> _Teks yang Diberikan_:
+===+
Jakarta (ANTARA) -
Kepala Pusat Standar Kebijakan Pendidikan (PSKP) Kementerian Pendidikan, Kebudayaan, Riset, dan Teknologi (Kemendikbudrikstek) Irsyad Zamjani menyatakan bahwa seluruh kebijakan pendidikan yang ada di Indonesia kini mengacu pada landasan dan filosofi Merdeka Belajar.
 
“Seluruh kebijakan pendidikan kini mengacu pada filosofi Merdeka Belajar, yakni sebuah inisiatif untuk mewujudkan pendidikan yang berkualitas dan berkeadilan bagi seluruh rakyat Indonesia,” kata Irsyad pada diskusi tentang PPDB untuk pemerataan kualitas pendidikan yang diikuti secara daring di Jakarta, Rabu.
 
Irsyad menjelaskan, dalam Merdeka Belajar ada dua dimensi, pertama yakni dimensi kualitas, dimana Kemendikbudristek ingin mendorong siswa untuk melakukan proses pembelajaran yang berorientasi pada pengembangan karakter dan kompetensi individu.
 
“Ini biasa dikenal sebagai profil pelajar Pancasila, dimana kita tidak hanya ingin membentuk siswa yang memiliki kemampuan kognitif, tetapi juga memiliki karakter yang relevan dengan kebutuhan abad ke-21,” ujar dia.
 
Ia melanjutkan, dimensi kedua yakni keadilan. Selain kualitas yang meningkat, diharapkan merdeka belajar juga mampu memastikan bahwa kualitas pendidikan bisa merata dan dapat dirasakan oleh semua kelompok, sehingga dapat menutup kesenjangan antarwilayah.
 
“Kualitas dan pemerataan itu penting mengingat berbagai data dari dunia internasional, salah satunya Programme for International Student Assessment (PISA), menunjukkan bahwa pendidikan kita belum berada pada tahap ideal dalam hal hasil belajar,” ucapnya.

 
Data dari hasil asesmen nasional tahun 2021, didapatkan hanya 1 dari 2 siswa di Indonesia yang mampu mencapai kompetensi minimum dalam hal literasi, sedangkan dalam hal numerasi, sebanyak 2 dari 3 siswa belum mencapai kompetensi minimum. Data ini merupakan rata-rata pada semua jenjang pendidikan, dari SD hingga SMA.
 
“Bukan hanya kualitas hasil belajar yang menjadi permasalahan, tetapi juga pemerataan. Kesenjangan antardaerah masih terjadi, dimana performa sekolah terbaik di salah satu kabupaten di Indonesia Timur, setara dengan performa sekolah terburuk di salah satu kota di Provinsi DKI Jakarta,” tutur dia.
 
Ia juga menjelaskan, berdasarkan literatur yang dikaji oleh Kemendikbudristek, kesenjangan dimulai sejak siswa itu mendaftar di sekolah atau pada saat penerimaan peserta didik baru (PPDB).
 
“Karena PPDB itu kan menjadi pintu masuk siapa yang dapat diterima di sekolah tertentu, sehingga PPDB sangat penting dan relevan dalam konteks mengatasi kesenjangan,” paparnya.
+===+
Kutipan dari sebuah dataset

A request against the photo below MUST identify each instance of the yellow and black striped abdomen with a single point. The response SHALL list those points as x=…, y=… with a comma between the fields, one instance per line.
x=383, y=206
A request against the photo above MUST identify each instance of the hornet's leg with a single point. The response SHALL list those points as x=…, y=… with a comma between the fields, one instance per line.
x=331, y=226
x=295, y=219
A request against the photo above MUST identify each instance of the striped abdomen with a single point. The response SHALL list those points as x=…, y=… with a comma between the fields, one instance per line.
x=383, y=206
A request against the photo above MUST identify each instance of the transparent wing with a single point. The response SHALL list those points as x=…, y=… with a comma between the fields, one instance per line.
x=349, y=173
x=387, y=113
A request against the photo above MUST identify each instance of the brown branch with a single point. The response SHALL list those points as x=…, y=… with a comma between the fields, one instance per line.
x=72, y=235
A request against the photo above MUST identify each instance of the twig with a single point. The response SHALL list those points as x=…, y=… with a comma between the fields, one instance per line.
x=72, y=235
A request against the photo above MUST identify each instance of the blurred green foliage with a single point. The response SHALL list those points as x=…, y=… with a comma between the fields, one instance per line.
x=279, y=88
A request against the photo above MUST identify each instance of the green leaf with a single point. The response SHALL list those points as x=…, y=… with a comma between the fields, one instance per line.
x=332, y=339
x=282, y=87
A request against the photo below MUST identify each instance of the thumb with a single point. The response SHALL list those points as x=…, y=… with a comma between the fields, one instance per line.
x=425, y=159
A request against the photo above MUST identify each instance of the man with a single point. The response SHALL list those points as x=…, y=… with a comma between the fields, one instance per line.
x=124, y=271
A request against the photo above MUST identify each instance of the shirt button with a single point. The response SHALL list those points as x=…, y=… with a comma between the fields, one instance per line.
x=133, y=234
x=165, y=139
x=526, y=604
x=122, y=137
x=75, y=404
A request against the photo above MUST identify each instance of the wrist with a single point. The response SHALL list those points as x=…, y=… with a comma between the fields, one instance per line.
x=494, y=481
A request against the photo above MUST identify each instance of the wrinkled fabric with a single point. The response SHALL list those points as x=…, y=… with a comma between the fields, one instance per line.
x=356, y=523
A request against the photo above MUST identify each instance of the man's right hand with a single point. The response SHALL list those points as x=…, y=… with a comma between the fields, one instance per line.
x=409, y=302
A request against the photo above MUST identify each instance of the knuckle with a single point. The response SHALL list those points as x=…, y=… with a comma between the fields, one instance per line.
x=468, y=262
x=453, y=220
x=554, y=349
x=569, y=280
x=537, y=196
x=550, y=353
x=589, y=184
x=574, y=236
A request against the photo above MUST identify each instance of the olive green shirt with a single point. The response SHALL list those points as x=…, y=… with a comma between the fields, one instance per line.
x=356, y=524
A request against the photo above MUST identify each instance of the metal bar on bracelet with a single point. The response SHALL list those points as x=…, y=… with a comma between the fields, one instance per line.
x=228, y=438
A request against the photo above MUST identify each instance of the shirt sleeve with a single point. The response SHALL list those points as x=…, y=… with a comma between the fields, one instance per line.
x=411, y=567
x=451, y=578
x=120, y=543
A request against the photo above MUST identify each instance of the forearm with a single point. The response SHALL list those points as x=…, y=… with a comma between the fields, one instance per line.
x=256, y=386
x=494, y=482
+===+
> _Tugas yang Dikerjakan_:
(a) Jawablah pertanyaan berikut berdasarkan berita tentang Merdeka Belajar.
(i) Apa jabatan Irsyad Zamjani?
(ii) Menurut data hasil asesmen nasional tahun 2021, berapa siswa di Indonesia yang mampu mencapai kompetensi minimum dalam hal literasi?
(iii) Berdasarkan literatur yang dikaji oleh Kemendikbudristek, sejak kapan kesenjangan dimulai?
(b) Susunlah bagian baris data yang diawali baris berisi "of the green" dan diakhiri baris berisi "x=124, y=271", termasuk kedua baris tersebut, menjadi daftar bernomor tanpa baris kosong.

> _Jawaban Tugas_:
(a)
(i) Kepala Pusat Standar Kebijakan Pendidikan (PSKP).
(ii) Hanya 1 dari 2 siswa.
(iii) Sejak siswa mendaftar di sekolah, yaitu pada saat penerimaan peserta didik baru (PPDB).

(b)
1. A request against the photo above MUST identify each instance of the green leaf with a single point. The response SHALL list those points as x=…, y=… with a comma between the fields, one instance per line.
2. x=332, y=339
3. x=282, y=87
4. A request against the photo below MUST identify each instance of the thumb with a single point. The response SHALL list those points as x=…, y=… with a comma between the fields, one instance per line.
5. x=425, y=159
6. A request against the photo above MUST identify each instance of the man with a single point. The response SHALL list those points as x=…, y=… with a comma between the fields, one instance per line.
7. x=124, y=271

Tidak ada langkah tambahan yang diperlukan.